WORK TASK:
Please answer from the passage on the communion of saints: where in most of his letters does the Apostle Paul put his greeting lists?

EXTRACTED TEXT:
When we confess we believe in the “communion of saints” we are not only looking back, but also looking around. We are seeing the sisters and brothers in Christ with whom we share this particular season of life together. These are the “saints” who do not need a council of the church to investigate and authorize the holiness of their lives. No one names a church building after them. They don’t get a special “Feast of Saint Kevin” or a “Fast Day in Honor of Saint Libby” on the calendar. For the most part, their name is familiar to only a relatively small circle. But they are the “saints” most of us know. In fact, you are likely one of those saints, too.
Sometimes there are gems hidden in those portions of Scripture we often overlook. Like what? Like those greeting lists with which the Apostle Paul closes most of his letters. Their names? Here are a handful of them: Epaphras, Demas, Nympha, Archippus, Trophimus, Eubulus, Pudens, Claudia, and Linus. They were the ordinary people who, as disciples of Jesus Christ, lived, worshiped, witnessed, loved, and served in Jesus’ name. Ordinary people, I would venture to say, that became part of the extraordinary redemptive mission of God because they said, “yes” to Jesus.., and kept saying “yes” every day thereafter.
The Apostle Peter includes this description of us:
But you are a chosen people, a royal priesthood, a holy nation, God’s special possession, that you may declare the praises of him who called you out of darkness into his wonderful light. 10 Once you were not a people, but now you are the people of God; once you had not received mercy, but now you have received mercy. (1 Peter 2:9-10)
Peter was not writing to a group of people who had some kind of Graduate Degree in Holiness. He was writing to ordinary believers who had been given the extraordinary role of “declaring the praises of him who called you out of darkness into his wonderful light.”
That is the extraordinary calling for every Christian. Peter goes on to remind us that while we live in the world here and now, we are aliens and foreigners. We represent the King of Glory while living in the kingdoms of this world.

EXTRACTED MATERIAL:

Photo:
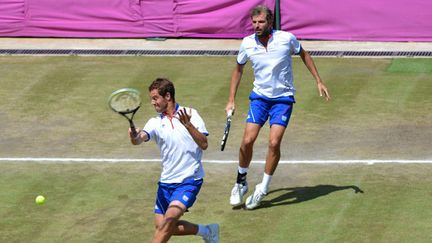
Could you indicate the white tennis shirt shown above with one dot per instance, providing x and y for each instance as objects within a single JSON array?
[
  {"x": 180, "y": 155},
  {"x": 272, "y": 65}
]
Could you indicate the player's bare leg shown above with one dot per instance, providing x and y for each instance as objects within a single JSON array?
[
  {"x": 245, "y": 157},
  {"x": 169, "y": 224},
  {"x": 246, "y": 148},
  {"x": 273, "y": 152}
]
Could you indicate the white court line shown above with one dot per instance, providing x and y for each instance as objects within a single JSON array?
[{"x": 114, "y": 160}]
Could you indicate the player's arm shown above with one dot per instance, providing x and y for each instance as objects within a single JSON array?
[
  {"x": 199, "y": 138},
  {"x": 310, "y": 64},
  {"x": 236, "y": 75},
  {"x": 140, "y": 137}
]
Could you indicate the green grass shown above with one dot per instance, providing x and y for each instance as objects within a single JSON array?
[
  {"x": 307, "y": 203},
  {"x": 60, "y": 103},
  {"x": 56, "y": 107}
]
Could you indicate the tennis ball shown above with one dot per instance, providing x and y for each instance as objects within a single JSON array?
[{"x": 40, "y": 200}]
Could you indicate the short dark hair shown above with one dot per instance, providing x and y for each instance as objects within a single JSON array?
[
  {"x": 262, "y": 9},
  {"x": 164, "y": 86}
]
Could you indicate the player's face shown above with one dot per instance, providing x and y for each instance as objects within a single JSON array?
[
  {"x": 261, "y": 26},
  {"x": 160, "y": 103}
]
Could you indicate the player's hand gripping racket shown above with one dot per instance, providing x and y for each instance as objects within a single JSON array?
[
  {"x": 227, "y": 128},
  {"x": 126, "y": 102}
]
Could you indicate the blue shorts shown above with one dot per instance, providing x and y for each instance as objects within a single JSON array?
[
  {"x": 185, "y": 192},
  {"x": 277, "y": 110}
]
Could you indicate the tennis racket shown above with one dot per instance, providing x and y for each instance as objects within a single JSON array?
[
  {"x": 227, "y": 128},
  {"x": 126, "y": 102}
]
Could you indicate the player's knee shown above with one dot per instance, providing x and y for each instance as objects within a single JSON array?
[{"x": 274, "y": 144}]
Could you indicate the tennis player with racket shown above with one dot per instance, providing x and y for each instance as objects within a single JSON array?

...

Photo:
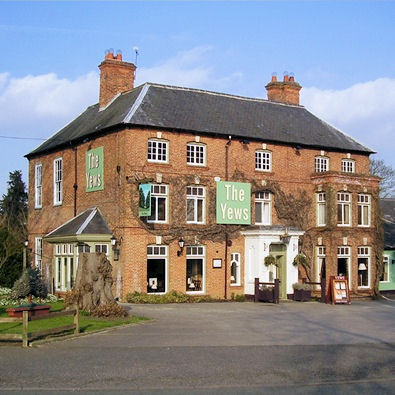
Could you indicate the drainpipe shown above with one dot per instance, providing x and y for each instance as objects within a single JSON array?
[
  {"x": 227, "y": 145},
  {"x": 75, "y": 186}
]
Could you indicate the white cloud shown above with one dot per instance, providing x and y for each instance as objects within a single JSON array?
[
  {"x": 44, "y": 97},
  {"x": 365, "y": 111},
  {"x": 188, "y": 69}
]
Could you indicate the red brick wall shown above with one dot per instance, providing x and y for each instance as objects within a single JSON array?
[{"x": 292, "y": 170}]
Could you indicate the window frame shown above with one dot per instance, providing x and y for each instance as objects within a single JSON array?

---

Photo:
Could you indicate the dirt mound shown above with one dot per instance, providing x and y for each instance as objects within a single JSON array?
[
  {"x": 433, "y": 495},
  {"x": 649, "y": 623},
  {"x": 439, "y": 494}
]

EXPECTED OUTPUT:
He closes most of his letters with them.